Request: Continue the piece on the age of the Voynich manuscript, picking up after its final sentence.

Given passage:

◆ ◆ ◆

Old or recent?

Idea 9 July, text 11–

A forgery?

Is the Voynich manuscript (VMS) genuinely mediaeval, or a relatively recent forgery? Richard SantaColoma, known for voynich.net and the VMS Forum, and for his blog, thinks it is, a forgery by Wilfrid Voynich himself. He argues that claim in The Modern Forgery Hypothesis. That text is also here, in a site with an expired, self-signed TLS certi­ficate, which browsers object to, with good reason, although I think in this particular case it is harmless to go on to it anyway, and let the browser add an exception.

See also SantaColoma’s New Atlantis theory.


I do however lean strongly towards the idea that the VMS is genuine, that it was really created soon after the parchment was obtained, which according to radio-carbon dating was between 1404 and 1438, with 95% probability.

There are just too many good reasons to believe it’s authentic, and too many experts who think so too, as René Zandbergen described.

Whoever may have been the author, or authors, and whenever it was created, in 1438 or 1910 or any other year, the fact remains that the ‘words’ of the VMS clearly betray a structure. With few exceptions, they obey a certain word grammar, as Jorge Stolfi found out and documented. Any conjectured explanation of how the VMS came about, must pre­sent an explanation for this, or risk not being taken seriously.

An autistic monk

My current idea is the VMS was indeed created in the early 15th century, by a monk (or it could also have been a nun) who had a condition which we would nowadays consider to be in the autistic spectrum.

The other monastics liked his plant drawings, and although they saw no practical use or religious value in the other drawings, nor in the incomprensible text, they just let him continue, because it did no harm and that is how he felt contented, and how he could work on calmly and without tension or stress.

◆ ◆ ◆

Part of a data file:

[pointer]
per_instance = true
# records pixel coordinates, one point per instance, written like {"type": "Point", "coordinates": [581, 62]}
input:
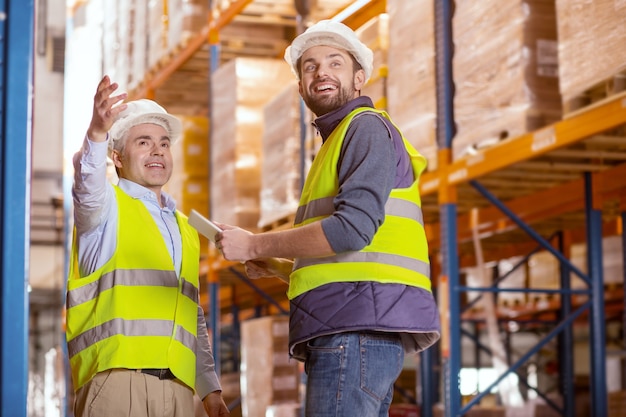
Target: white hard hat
{"type": "Point", "coordinates": [143, 111]}
{"type": "Point", "coordinates": [330, 33]}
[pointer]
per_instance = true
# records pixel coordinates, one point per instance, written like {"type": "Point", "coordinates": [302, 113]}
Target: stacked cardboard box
{"type": "Point", "coordinates": [411, 83]}
{"type": "Point", "coordinates": [281, 178]}
{"type": "Point", "coordinates": [504, 69]}
{"type": "Point", "coordinates": [592, 35]}
{"type": "Point", "coordinates": [242, 88]}
{"type": "Point", "coordinates": [268, 375]}
{"type": "Point", "coordinates": [189, 183]}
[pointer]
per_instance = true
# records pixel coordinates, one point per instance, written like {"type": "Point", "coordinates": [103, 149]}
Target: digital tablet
{"type": "Point", "coordinates": [203, 225]}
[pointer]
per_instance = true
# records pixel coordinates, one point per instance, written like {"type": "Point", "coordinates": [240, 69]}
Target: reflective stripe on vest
{"type": "Point", "coordinates": [126, 316]}
{"type": "Point", "coordinates": [398, 252]}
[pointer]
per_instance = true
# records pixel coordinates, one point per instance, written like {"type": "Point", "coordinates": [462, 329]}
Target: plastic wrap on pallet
{"type": "Point", "coordinates": [241, 89]}
{"type": "Point", "coordinates": [411, 83]}
{"type": "Point", "coordinates": [592, 43]}
{"type": "Point", "coordinates": [504, 69]}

◆ ◆ ◆

Output below:
The monk had first set up a schedule, a diagram, which contained essentially the same info as what in our days is in Stolfi’s word grammar. But it was represented in a different way, easier to use for humans. Computers were of no concern, because they didn’t exist yet in the 15th century. Duh!

Using that schedule, the monk could generate text consisting of plausible looking words of an unknown language. But they had no meaning. The monk just enjoyed the beauty and regularity of the words, and the ‘phrases’ he could form with them. His fellow monks didn’t care, or might have thought he was some sort of prophet, and that God might some day reveal what the monk’s cryptic texts mean.

I don’t believe that, I think the text is just meaningless, and any quest to find its meaning is futile.

All of this of course is still only my conjecture, without any evidence or proof.


The monk didn’t use the rather Chomskyan rewrite rules or production rules, which are easy to use for computers, but rather difficult to handle for humans. Compilers for pro­gram­ming languages like C used such grammars, maybe still, and programs such as yacc (“Yet Another Compiler Compiler”), in combination with the lexical analyser lex were used to generate grammar checkers like lint, and compilers like cc.

Modern compiler projects may use different tools, but the basics probably aren’t much different.


There are other ways to define and represent a grammar. From an early stage of my career in Information Technology, in 1982 or 1983, I remember something I thought was called the Codasyl Report on Databases, or something similar. I now find that Codasyl is much older, it started in 1959, when I was only four years old and had no idea. Codasyl also defined Cobol, before they worked on databases.

I hardly ever programmed in Cobol, but I do remember seeing grammar definitions for it, in the same style as for the database interface. It used a lot of brackets [ ] and braces { } to indicate choices. I have difficulty finding it now. It wasn’t Backus-Naur notation, nor was it Bachman. I expected to see what I remember here, in the “Network (CODASYL) Data Model (Course Library)”, but that’s not like what I see before my mental eyes.

Found it! NIST, the US National Institute of Standards and Technology, still has this legacy document: “CODASYL data description language: journal of development, June 1973”. (Beware: the 160 page PDF is 7.5 megabytes, and may stress your computer. I use Linux Mint, Firefox for browsing, and xreader for opening the PDF file after I downloaded it with wget. It managed to get the fan of my laptop running at full speed.)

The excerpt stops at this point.